**EXERCISE REQUIREMENTS:** Starting at the line that contains "the cathedral roof", restate each line word for word through the final line of the data, keeping both ends.

**Image point grounding data:**
◆ ◆ ◆ ◆ ◆

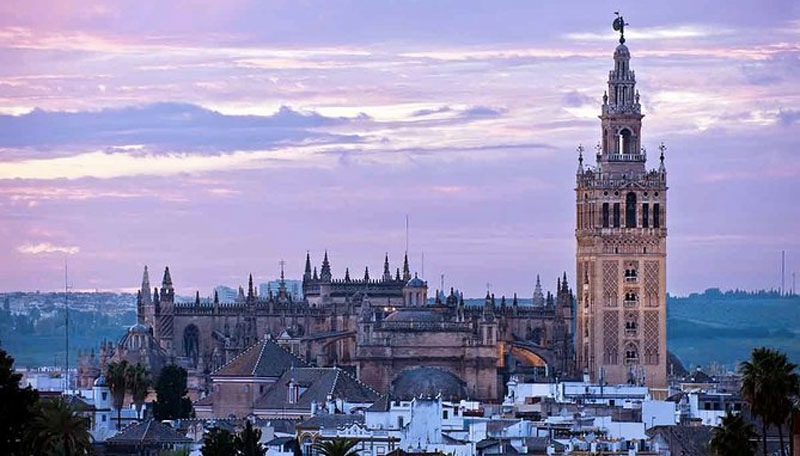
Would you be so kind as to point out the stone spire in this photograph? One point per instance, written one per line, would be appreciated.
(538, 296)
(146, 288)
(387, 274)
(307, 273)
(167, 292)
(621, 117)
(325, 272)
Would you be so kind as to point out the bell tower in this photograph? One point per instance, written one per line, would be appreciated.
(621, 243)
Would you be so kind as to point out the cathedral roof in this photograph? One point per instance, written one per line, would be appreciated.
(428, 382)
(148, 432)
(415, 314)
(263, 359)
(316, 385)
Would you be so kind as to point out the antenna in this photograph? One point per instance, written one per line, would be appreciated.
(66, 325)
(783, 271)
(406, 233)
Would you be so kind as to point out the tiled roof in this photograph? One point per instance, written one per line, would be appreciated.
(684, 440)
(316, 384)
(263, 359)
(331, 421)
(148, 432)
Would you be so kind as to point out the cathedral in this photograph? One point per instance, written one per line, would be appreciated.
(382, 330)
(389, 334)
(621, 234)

◆ ◆ ◆ ◆ ◆

**THE COMPLETED TASK:**
Would you be so kind as to point out the cathedral roof in this photograph? One point per instance, written one per line, would be appreciated.
(428, 382)
(148, 432)
(415, 314)
(263, 359)
(316, 385)
Would you be so kind as to point out the antenna in this photograph? One point per instance, written one per line, would be appreciated.
(66, 325)
(783, 271)
(406, 233)
Would you be so kind as to point out the tiled roof in this photograph? One point per instance, written one per line, would be appreciated.
(684, 440)
(316, 384)
(263, 359)
(331, 421)
(148, 432)
Would you be so kind as to point out the cathedral in this photograph? One point per instance, written one per line, would be appreciated.
(382, 330)
(389, 334)
(621, 234)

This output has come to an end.